TASK 1 –
In the post about Velimir Khlebnikov, who is named as the translator of The King of Time?
TASK 2 –
Carry on the post about Velimir Khlebnikov from its last line.

QUOTED TEXT –
<<<<

Wednesday, April 27, 2016

Velimir Khlebnikov, Futurian with a curse on his head - as meaning glows in language - I give you my divine white brain

Leafing through The King of Time: Selected Writings of the Russian Futurian (Harvard, 1985, ed. Charlotte Douglas,  tr. Paul Schmidt), I think, did I read this book.  Already I am forgetting it, not because Khlebnikov is too much like other poets but because his work is too strange, too nonsensical.  I mean too nonsensical to remember easily.  Aesthetically, it is exactly as strange as it should be.

Dostoeskimo snowstorms!
Pushkincandescence of noon!
Night resembles Tiutchev,
Filling the unfathomable full of the unknown.  (p. 30, ca. 1915)

Or how about “Incantation by Laughter,” just a bit of it:

Hlahla!  Uthlofan, lauflings!
Hlahla!  Uthlofan, lauflings!
Who lawghen with lafe, who hlachen lewchly,
Hlahla!  Uthlofan hlouly!  (20, ca. 1910)

>>>>

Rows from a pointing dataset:
<<<<

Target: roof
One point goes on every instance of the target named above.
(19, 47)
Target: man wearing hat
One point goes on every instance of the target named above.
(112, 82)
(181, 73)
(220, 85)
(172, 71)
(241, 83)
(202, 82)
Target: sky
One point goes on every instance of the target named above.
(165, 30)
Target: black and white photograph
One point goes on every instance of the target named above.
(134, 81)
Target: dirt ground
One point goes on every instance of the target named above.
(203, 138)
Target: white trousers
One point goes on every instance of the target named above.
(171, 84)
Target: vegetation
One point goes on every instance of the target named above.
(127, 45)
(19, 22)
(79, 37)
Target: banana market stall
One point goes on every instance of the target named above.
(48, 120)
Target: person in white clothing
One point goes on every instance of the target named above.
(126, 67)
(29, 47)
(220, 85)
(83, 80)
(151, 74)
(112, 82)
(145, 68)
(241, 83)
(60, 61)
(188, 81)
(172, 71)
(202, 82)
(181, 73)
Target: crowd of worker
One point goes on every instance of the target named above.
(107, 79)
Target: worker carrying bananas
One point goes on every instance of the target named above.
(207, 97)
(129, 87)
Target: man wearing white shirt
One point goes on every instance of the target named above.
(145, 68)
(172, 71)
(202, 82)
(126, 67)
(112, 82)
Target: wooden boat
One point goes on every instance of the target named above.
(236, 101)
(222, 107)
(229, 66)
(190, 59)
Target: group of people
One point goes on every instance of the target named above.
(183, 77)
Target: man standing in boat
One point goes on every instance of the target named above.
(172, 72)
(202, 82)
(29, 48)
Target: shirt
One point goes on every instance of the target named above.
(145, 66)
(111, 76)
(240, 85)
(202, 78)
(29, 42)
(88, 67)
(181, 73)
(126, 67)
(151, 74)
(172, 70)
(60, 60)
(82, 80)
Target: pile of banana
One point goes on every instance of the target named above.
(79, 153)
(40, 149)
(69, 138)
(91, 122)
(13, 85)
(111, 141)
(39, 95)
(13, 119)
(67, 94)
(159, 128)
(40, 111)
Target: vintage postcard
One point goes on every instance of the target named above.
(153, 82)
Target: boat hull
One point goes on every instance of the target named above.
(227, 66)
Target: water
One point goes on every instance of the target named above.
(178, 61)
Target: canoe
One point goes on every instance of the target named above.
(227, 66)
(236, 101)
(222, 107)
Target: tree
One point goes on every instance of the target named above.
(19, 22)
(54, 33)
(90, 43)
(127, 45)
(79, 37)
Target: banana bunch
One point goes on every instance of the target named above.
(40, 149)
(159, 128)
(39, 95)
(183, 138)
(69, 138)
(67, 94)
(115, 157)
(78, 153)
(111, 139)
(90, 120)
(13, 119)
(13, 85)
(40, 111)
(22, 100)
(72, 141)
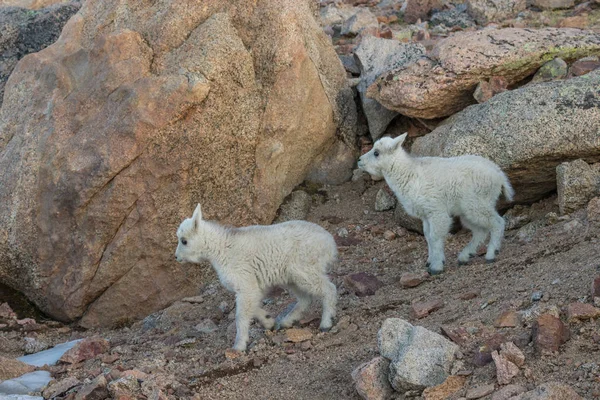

>>>>

EXERCISE RESULT 1 –
Paul Schmidt

EXERCISE RESULT 2 –
The editor writes that this is among Khlebnikov’s most famous poems.  That’s what the translator is up against.  Khlebnikov called this “zaum” or per Schmidt “beyonsense.”  He wrote poetry starting not just at the level of the word but of the syllable or even letter, exploiting and enjoying all of the arbitrary and delightful random correspondences among words.  Word ladders as poetry.

Glitter-letter wing-winker,
Gossamer grasshopper
Packs his belly-basket
With water-meadow grass.
Ping, ping, ping! Throstle-whistle
Sing-song.
Swan-wing wonder!
Nightlessness! Brightness!  (24-5)

In “O Garden of Animals!” (1909), Khlebnikov’s first major poem, Schmidt can abandon the wordplay because the imagery is good enough:

Where a camel knows the essence of Buddhism, and suppresses a Chinese smile…

Where the bat hangs sleeping, and its capsized body resembles a Russian heart…

Where I search for new rhythms, whose beats are animals and men.
Where the animals in their cages glow, as meaning glows in language.

A little Futurian manifesto snuck in there at the end.

Khlebnikov’s poetry darkens with the Civil War and its ensuing catastrophes.  The opening lines of several poems from 1920 and 1921:

They used to have a cow
but they killed her.
***
Roast mouse.
***
Hunger herded humanity.  (pp. 46-50)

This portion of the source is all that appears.